▶ Work required
Gather every line in the items below that contains the word "dried", and copy each of those lines.

[Annotation records]
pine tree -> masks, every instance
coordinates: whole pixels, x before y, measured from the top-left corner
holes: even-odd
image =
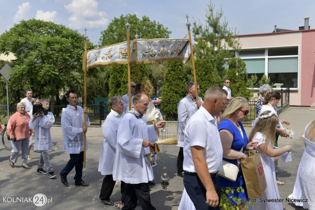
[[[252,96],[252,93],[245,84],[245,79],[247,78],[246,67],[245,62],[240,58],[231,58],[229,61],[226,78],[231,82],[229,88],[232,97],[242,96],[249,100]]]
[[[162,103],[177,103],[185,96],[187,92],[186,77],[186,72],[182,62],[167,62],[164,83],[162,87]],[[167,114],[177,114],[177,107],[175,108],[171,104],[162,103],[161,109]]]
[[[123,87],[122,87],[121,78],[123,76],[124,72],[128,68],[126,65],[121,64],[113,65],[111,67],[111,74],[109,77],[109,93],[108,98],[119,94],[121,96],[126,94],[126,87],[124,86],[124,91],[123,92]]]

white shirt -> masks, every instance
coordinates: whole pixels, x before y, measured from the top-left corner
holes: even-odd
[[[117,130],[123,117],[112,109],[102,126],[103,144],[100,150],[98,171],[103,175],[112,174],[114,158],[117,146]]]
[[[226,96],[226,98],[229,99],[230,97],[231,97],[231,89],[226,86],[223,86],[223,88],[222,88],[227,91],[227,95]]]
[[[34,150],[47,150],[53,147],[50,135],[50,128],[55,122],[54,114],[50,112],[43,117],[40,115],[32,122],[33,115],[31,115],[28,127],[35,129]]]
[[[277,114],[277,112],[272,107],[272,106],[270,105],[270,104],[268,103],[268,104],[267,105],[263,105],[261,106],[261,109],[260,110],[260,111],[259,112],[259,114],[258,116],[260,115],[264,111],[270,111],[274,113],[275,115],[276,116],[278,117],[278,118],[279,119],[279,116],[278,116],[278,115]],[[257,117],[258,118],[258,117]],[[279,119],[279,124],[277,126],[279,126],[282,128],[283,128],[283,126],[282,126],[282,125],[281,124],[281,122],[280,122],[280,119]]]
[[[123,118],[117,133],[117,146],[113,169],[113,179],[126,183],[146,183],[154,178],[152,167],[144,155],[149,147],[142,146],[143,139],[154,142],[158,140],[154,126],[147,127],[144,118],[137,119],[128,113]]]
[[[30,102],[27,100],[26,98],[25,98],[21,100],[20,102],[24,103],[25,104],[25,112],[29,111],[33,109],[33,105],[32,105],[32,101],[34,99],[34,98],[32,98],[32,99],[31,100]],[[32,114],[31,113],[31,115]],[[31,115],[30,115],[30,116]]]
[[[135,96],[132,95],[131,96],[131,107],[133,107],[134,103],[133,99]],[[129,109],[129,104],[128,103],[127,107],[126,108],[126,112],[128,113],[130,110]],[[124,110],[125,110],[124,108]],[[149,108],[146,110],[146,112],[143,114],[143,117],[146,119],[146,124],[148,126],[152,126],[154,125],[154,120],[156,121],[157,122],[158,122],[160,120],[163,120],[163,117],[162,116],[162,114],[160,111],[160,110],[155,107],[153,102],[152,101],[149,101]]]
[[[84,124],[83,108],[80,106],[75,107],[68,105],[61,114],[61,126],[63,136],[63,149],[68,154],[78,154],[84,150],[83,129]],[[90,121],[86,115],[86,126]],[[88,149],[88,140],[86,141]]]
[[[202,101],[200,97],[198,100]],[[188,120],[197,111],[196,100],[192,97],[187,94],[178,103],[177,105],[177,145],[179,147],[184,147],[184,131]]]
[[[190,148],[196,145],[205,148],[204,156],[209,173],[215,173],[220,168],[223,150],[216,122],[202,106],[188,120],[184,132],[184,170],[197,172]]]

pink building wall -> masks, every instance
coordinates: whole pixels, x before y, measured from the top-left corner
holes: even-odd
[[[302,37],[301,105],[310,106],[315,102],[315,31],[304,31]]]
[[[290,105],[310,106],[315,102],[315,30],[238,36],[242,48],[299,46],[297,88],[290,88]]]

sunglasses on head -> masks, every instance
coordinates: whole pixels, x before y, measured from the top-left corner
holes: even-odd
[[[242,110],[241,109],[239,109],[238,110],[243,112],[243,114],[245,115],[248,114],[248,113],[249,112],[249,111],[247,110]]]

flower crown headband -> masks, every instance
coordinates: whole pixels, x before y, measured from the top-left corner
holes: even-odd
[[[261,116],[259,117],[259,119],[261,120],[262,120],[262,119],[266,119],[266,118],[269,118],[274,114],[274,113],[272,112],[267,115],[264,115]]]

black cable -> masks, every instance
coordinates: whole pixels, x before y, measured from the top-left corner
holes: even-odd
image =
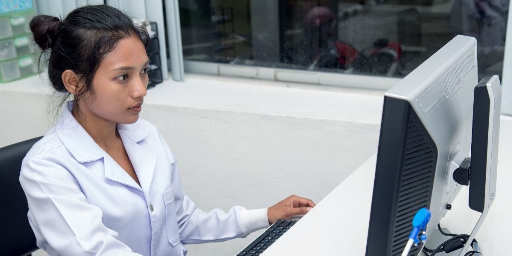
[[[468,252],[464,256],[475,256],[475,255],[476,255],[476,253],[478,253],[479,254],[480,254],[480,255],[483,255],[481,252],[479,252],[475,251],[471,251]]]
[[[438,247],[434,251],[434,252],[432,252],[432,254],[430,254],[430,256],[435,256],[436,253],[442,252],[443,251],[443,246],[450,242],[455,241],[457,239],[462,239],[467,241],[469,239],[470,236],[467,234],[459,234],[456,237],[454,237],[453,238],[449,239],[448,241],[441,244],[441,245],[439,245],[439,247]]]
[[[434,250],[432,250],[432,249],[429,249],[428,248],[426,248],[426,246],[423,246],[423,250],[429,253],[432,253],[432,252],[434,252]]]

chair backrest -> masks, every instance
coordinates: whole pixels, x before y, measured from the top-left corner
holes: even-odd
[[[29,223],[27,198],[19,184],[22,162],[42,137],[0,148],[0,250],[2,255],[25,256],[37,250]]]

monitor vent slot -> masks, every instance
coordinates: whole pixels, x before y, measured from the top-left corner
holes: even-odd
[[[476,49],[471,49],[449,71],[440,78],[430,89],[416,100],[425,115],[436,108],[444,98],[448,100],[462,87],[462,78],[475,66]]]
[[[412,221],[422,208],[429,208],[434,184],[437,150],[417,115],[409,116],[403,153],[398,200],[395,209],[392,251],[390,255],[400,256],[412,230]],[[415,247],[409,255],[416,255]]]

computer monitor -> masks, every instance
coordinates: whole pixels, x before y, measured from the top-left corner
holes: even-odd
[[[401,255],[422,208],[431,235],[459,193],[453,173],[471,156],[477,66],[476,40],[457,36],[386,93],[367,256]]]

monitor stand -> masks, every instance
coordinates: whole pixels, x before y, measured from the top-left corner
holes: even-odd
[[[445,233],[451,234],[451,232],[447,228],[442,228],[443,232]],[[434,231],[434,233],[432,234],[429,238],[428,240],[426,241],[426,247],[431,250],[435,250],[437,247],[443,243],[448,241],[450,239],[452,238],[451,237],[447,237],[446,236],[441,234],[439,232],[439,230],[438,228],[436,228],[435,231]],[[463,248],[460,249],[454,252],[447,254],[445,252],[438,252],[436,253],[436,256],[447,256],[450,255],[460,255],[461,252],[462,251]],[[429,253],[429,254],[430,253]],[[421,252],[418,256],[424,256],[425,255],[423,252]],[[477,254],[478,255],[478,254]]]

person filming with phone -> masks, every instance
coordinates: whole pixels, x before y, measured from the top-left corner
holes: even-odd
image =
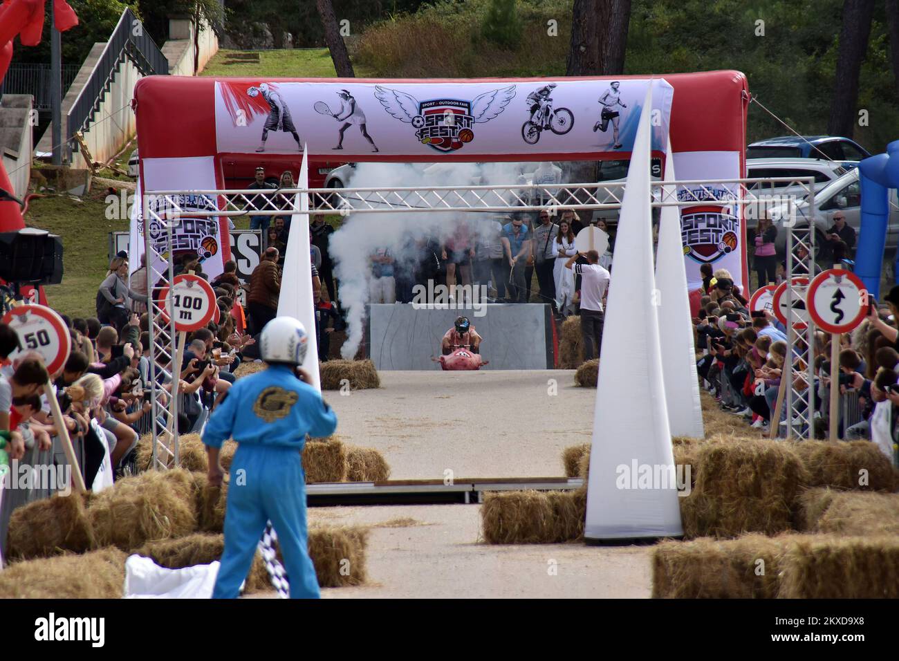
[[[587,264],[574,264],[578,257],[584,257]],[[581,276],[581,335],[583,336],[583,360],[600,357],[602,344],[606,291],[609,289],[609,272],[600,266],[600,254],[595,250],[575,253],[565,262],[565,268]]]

...

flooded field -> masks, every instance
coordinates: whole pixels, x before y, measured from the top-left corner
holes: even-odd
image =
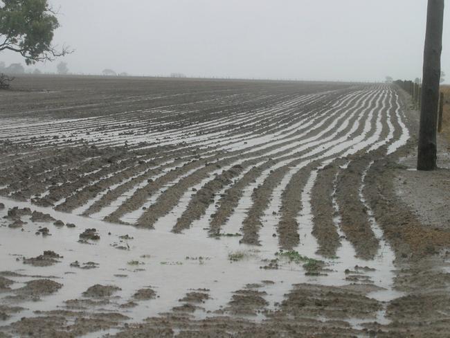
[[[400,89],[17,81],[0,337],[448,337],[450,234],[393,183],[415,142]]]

* * *

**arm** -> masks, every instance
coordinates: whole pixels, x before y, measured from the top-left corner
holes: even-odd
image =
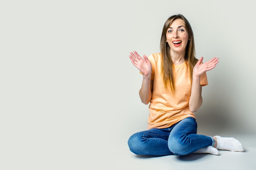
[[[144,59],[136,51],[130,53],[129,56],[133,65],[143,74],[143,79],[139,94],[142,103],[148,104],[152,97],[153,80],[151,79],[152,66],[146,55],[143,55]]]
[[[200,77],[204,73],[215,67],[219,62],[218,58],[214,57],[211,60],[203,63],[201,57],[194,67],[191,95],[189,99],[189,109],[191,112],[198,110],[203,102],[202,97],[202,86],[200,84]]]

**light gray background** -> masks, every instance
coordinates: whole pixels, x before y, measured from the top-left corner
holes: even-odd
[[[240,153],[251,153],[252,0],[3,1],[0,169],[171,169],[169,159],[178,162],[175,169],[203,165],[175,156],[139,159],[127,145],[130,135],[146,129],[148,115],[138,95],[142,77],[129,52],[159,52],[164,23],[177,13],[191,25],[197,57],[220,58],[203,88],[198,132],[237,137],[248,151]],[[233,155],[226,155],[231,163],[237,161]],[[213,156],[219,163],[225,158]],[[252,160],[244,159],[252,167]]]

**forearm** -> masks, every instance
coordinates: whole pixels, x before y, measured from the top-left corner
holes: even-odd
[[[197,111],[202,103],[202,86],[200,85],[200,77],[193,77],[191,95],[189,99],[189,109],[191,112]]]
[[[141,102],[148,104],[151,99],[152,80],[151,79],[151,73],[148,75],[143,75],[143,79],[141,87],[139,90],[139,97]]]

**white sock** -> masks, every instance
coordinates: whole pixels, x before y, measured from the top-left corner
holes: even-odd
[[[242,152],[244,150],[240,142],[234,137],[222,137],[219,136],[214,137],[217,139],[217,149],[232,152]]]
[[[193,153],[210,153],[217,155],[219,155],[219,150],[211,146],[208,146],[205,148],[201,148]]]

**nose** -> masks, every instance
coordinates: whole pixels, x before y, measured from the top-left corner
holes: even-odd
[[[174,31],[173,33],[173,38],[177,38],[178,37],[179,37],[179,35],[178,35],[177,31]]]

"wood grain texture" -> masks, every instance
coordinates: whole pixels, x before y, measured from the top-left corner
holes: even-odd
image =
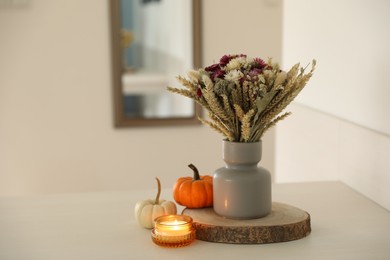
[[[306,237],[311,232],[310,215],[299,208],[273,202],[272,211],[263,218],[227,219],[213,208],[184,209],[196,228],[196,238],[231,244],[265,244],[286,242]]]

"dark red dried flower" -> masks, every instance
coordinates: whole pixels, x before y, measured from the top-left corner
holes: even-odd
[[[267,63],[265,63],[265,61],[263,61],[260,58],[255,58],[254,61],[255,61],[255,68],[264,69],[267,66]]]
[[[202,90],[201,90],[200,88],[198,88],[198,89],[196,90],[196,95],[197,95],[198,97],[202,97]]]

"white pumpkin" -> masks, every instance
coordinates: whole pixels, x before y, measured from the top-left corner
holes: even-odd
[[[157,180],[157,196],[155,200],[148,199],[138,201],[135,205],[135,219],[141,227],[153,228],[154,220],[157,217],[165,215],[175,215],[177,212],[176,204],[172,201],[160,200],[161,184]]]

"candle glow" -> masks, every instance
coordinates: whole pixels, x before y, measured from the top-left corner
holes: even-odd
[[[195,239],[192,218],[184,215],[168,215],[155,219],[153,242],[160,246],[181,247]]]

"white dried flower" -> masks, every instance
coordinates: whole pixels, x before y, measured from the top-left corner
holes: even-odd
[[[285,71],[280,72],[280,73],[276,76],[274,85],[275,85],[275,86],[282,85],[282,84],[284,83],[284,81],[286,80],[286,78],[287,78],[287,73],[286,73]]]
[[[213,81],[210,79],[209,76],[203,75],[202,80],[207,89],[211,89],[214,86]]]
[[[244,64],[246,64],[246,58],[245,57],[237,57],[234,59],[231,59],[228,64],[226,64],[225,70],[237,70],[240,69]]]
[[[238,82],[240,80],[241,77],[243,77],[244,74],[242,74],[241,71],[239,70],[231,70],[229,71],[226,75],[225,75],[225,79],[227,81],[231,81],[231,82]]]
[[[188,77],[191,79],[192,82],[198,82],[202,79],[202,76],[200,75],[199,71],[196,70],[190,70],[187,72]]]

▶ Response
"dark red dried flower" -> masks, every instance
"white dried flower" -> masks, every instance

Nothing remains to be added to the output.